Please select every line in the records below that contains the string "mouth" and copy each of those lines.

Records of image region outlines
---
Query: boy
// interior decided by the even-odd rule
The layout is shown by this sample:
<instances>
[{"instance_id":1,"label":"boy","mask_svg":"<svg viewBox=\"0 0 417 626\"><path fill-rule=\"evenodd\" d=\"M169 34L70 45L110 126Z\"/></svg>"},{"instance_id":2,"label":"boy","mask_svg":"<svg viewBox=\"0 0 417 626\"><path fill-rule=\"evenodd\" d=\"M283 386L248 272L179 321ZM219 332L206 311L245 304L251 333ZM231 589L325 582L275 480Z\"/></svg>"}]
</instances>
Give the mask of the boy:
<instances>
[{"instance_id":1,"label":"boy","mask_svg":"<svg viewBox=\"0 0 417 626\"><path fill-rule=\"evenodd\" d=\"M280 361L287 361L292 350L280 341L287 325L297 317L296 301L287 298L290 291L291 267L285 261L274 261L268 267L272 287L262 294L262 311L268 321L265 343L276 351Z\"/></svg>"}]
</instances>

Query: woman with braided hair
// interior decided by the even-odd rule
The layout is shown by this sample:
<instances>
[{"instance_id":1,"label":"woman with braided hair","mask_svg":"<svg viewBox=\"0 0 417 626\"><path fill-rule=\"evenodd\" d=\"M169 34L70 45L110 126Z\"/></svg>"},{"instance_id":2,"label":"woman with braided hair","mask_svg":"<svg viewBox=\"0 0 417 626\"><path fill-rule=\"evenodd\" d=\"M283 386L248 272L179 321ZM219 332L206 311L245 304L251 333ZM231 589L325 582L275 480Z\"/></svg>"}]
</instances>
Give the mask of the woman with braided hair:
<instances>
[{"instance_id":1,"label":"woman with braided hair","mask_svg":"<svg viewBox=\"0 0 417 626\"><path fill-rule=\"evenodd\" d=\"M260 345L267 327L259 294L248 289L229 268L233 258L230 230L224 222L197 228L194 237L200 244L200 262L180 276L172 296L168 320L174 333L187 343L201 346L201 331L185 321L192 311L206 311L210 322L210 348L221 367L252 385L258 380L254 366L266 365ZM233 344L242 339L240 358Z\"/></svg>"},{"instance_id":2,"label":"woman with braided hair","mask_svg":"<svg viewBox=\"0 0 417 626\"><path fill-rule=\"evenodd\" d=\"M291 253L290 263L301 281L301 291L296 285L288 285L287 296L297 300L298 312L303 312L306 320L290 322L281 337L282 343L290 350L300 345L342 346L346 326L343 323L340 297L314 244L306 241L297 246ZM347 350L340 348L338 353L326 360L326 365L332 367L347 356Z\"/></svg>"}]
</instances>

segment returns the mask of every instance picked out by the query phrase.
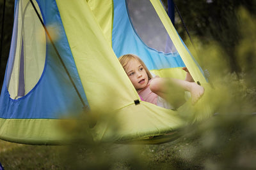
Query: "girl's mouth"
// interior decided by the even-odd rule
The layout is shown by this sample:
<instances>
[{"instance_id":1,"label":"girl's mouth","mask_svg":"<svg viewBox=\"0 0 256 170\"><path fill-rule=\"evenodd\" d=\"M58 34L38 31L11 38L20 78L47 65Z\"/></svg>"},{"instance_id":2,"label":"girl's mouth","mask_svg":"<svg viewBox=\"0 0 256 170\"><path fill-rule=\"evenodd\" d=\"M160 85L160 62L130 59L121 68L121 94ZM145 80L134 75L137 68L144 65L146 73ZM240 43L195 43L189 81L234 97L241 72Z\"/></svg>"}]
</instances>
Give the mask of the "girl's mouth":
<instances>
[{"instance_id":1,"label":"girl's mouth","mask_svg":"<svg viewBox=\"0 0 256 170\"><path fill-rule=\"evenodd\" d=\"M143 83L144 83L144 82L145 82L145 79L142 79L142 80L140 80L139 84L143 84Z\"/></svg>"}]
</instances>

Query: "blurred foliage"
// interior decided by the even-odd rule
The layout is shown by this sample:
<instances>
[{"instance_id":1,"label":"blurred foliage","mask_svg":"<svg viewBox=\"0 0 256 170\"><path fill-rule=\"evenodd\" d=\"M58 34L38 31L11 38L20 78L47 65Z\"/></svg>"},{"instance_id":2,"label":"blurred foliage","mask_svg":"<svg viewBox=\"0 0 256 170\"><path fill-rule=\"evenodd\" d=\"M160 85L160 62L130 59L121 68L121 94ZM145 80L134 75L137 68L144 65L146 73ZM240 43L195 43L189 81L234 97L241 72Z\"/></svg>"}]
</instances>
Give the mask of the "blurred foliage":
<instances>
[{"instance_id":1,"label":"blurred foliage","mask_svg":"<svg viewBox=\"0 0 256 170\"><path fill-rule=\"evenodd\" d=\"M215 117L189 127L175 141L157 145L95 143L88 124L80 121L65 129L80 140L65 147L12 145L8 150L8 145L0 143L1 164L7 169L255 169L255 1L177 1L198 61L210 73L214 90L209 104ZM7 2L12 16L13 4ZM5 29L11 32L8 25ZM185 36L181 27L178 31Z\"/></svg>"}]
</instances>

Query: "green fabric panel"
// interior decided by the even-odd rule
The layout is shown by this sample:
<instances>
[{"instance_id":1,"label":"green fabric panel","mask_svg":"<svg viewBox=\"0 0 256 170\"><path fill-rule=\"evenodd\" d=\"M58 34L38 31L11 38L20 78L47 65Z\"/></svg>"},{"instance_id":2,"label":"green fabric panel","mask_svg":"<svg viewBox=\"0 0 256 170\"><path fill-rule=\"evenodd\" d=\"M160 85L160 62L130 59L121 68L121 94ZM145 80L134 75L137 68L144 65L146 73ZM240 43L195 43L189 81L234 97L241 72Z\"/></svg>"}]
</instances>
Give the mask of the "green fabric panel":
<instances>
[{"instance_id":1,"label":"green fabric panel","mask_svg":"<svg viewBox=\"0 0 256 170\"><path fill-rule=\"evenodd\" d=\"M58 145L67 141L61 124L56 119L0 118L0 138L6 141L32 145Z\"/></svg>"},{"instance_id":2,"label":"green fabric panel","mask_svg":"<svg viewBox=\"0 0 256 170\"><path fill-rule=\"evenodd\" d=\"M111 111L140 100L87 2L56 2L90 109Z\"/></svg>"},{"instance_id":3,"label":"green fabric panel","mask_svg":"<svg viewBox=\"0 0 256 170\"><path fill-rule=\"evenodd\" d=\"M207 83L205 78L197 67L193 59L190 55L189 52L186 49L175 29L172 24L172 22L168 16L166 12L163 7L161 1L150 0L156 11L158 14L160 20L162 21L166 28L170 38L172 39L174 46L182 59L185 65L189 70L189 72L195 81L199 81L201 83Z\"/></svg>"}]
</instances>

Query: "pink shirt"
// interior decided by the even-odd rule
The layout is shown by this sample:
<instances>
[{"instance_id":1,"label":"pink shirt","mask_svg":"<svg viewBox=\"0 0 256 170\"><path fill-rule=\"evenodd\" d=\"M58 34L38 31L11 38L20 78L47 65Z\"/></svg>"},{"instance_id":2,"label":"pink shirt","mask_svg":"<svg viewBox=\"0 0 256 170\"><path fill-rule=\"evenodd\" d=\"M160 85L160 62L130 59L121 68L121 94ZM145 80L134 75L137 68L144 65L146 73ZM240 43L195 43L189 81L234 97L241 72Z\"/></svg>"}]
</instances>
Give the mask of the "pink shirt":
<instances>
[{"instance_id":1,"label":"pink shirt","mask_svg":"<svg viewBox=\"0 0 256 170\"><path fill-rule=\"evenodd\" d=\"M138 91L138 94L144 101L151 103L157 105L158 96L156 94L153 93L149 89L149 85L153 79L154 78L148 81L148 84L144 89L139 90Z\"/></svg>"}]
</instances>

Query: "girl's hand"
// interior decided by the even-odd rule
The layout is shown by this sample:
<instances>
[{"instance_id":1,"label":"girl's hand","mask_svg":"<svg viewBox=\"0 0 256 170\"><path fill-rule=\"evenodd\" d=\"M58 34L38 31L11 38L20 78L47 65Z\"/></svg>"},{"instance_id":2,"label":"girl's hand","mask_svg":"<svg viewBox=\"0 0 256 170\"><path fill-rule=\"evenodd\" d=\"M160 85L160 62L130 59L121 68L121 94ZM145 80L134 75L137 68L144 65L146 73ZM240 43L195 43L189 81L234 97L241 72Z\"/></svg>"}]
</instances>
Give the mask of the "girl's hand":
<instances>
[{"instance_id":1,"label":"girl's hand","mask_svg":"<svg viewBox=\"0 0 256 170\"><path fill-rule=\"evenodd\" d=\"M183 69L184 71L185 71L186 72L189 73L189 71L188 71L188 69L187 67L182 67L182 69Z\"/></svg>"}]
</instances>

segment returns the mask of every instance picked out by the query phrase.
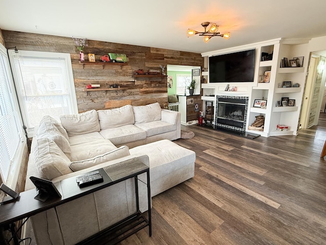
---
§ **Response**:
Query: "girl's mouth"
[{"instance_id":1,"label":"girl's mouth","mask_svg":"<svg viewBox=\"0 0 256 170\"><path fill-rule=\"evenodd\" d=\"M58 34L38 31L11 38L20 78L47 65Z\"/></svg>"},{"instance_id":2,"label":"girl's mouth","mask_svg":"<svg viewBox=\"0 0 256 170\"><path fill-rule=\"evenodd\" d=\"M160 85L160 62L130 59L121 68L121 94ZM145 80L134 75L137 68L144 65L146 73ZM240 43L195 43L189 81L234 97L241 72Z\"/></svg>"}]
Give the mask of the "girl's mouth":
[{"instance_id":1,"label":"girl's mouth","mask_svg":"<svg viewBox=\"0 0 256 170\"><path fill-rule=\"evenodd\" d=\"M143 83L144 83L144 82L145 82L145 79L142 79L142 80L140 80L139 84L143 84Z\"/></svg>"}]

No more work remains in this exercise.